[SOURCE PASSAGE Boundary: Start]

The trial court’s dismissal of the insured’s loss of business income claim due to COVID-19 based upon a traditional pollution exclusions was reversed and remanded as to most of the insurers. JRK Prop. Holdings v. Colony Ins. Co., 2023 Cal. App. LEXIS 760 (Cal. Ct. App. Oct. 2, 2023).
JRK was a real estate investment firm with investments in approximately 100 hotel and residential properties across 22 states. When the COVID-19 pandemic arrived, JRK had $245 million in business interruption coverage from various insurers. The policies provided business interruption coverage for “loss resulting from necessary interruption of business conducted by the insured and caused by direct physical loss, damage, or destruction by any of the perils covered herein.” However, the policies included a pollution exclusion for “pollution caused directly or indirectly by the release, discharge, dispersal, seepage, migration, or escape of pollutants or contaminants.” “Pollutants of contaminants” were defined as any,
solid, liquid, gaseous or thermal irritant or contaminant, including smoke, vapor, soot, fumes, acids, alkalis, chemicals and waste, which after its release can cause or threaten . . . loss of use to property insured hereunder, including, but not limited to, bacteria, virus, or hazardous substances. . .

[SOURCE PASSAGE Boundary: End]
[DATASET Boundary: Start]

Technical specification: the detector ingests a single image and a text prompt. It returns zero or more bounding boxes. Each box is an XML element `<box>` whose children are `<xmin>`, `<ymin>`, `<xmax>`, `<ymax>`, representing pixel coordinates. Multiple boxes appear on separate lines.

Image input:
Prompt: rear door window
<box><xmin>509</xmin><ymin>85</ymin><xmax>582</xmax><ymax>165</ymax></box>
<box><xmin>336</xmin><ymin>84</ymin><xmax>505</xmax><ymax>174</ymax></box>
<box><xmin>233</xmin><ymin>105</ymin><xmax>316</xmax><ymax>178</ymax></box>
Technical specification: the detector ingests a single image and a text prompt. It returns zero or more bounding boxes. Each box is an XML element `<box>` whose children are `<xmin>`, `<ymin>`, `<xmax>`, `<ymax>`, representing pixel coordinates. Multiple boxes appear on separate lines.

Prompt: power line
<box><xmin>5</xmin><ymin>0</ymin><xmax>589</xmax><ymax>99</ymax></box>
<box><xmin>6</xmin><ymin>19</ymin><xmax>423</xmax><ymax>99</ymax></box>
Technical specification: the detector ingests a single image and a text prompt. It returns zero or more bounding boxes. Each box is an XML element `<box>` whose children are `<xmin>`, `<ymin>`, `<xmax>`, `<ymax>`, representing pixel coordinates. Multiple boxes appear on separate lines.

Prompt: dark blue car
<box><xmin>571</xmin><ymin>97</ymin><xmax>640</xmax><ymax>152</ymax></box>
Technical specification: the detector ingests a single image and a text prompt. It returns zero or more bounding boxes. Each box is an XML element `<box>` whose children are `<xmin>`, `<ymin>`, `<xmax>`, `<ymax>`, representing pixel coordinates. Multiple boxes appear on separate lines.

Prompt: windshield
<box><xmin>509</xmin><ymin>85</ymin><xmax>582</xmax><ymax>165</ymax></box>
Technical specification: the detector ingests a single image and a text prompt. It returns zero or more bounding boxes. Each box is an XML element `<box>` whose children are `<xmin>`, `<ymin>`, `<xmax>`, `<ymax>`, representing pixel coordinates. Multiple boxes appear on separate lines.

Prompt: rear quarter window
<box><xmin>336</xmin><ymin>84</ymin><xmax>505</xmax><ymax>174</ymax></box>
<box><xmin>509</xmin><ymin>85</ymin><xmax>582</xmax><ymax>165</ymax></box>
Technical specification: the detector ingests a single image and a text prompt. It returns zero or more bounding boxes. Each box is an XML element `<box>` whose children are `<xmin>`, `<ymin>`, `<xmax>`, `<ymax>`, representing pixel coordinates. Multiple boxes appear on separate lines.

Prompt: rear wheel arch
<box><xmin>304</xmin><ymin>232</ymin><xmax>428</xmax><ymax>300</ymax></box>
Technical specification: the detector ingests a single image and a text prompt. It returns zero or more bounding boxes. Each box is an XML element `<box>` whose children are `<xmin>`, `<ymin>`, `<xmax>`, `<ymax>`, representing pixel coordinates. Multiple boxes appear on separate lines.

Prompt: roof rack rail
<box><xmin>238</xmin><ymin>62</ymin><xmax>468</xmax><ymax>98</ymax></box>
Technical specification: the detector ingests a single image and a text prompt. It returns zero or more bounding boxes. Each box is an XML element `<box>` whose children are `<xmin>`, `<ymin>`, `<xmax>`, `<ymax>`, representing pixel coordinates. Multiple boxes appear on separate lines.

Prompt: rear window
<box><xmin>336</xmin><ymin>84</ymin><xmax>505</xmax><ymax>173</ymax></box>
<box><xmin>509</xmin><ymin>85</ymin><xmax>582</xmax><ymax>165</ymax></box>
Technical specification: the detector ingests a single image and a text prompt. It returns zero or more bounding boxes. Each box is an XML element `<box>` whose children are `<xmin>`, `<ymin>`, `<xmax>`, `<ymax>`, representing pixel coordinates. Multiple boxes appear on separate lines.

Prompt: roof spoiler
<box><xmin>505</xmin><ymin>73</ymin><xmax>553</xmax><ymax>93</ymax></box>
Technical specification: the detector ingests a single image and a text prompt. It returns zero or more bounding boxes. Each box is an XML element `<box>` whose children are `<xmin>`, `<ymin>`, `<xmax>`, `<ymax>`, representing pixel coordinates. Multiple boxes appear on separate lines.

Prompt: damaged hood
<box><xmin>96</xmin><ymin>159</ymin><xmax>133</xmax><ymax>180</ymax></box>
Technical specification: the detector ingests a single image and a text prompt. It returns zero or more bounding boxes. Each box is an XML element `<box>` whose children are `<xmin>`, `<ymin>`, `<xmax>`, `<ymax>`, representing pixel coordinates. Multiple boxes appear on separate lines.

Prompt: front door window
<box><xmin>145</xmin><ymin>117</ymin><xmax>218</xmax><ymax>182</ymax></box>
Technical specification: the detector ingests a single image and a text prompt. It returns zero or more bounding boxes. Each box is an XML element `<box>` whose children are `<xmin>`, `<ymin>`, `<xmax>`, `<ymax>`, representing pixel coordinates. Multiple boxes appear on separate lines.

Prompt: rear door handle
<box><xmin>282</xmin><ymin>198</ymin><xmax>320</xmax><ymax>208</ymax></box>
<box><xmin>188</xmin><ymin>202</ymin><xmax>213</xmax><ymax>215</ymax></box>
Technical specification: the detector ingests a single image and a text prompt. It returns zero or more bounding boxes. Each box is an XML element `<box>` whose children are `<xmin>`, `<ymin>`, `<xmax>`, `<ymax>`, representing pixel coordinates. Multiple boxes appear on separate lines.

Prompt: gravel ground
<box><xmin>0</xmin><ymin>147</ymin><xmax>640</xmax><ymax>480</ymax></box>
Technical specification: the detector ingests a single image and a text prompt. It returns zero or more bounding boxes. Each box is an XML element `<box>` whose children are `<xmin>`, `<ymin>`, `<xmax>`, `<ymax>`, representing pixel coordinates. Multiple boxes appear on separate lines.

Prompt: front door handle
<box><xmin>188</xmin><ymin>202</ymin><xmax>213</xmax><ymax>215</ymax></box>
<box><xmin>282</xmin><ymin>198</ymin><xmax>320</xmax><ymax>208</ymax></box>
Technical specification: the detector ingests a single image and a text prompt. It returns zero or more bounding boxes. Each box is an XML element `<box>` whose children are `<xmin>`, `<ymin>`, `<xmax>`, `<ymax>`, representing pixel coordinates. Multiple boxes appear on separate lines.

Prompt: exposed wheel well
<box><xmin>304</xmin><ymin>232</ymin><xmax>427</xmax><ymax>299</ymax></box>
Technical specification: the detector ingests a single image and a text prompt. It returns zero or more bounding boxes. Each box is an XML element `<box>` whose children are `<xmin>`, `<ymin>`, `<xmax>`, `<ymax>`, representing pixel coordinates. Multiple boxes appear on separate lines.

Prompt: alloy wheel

[DATASET Boundary: End]

TASKS TO CARRY OUT |
• 1. According to the case summary, how much business interruption coverage did JRK have when the COVID-19 pandemic arrived?
• 2. Decide whether each statement below agrees with the case summary, answering yes or no and quoting the deciding words. (a) JRK held investments in properties across 22 states. (b) The trial court's dismissal was reversed and remanded as to every insurer. (c) The policies' definition of pollutants or contaminants named viruses.
• 3. Carry the case summary on the JRK insurance dispute forward, starting after its final sentence.

LIST OF ANSWERS |
• 1. $245 million

• 2.
(a) Yes: "investments in approximately 100 hotel and residential properties across 22 states"
(b) No: "reversed and remanded as to most of the insurers"
(c) Yes: "including, but not limited to, bacteria, virus, or hazardous substances"

• 3.
JRK filed suit alleging breach of contract and declaratory relief due to the insurres’ refusal to cover JRK’s losses. JRK alleged the highly contagious virus caused loss and damage to its properties. The virus could survive for days on surfaces, compromising the “physical integrity of the structures it permeates” and posed an “imminent risk of physical damage to all other structures.” Residents at JRK’s properties tested positive for COVID-19 as early as mid-March 2020. Accordingly, the pandemic caused JRK to suffer significant financial losses, including substantial costs incurred to respond to on-site cases.
The insurers filed a motion for judgment on the pleadings, arguing that JRK failed to allege facts showing a distinct “physical alteration” to its covered properties as required to establish “direct physical loss or damage” under California law. The insurers also argued specific exclusions precluded coverage, including the pollution exclusion in the policies, and the pathogen exclusions in two of the policies.
The trial court granted the motion without leave to amend. The court found that JRK suspended its operations due to the government shutdown orders, not the presence of the virus on its properties. The court also found that the pollution and pathogen exclusions barred coverage.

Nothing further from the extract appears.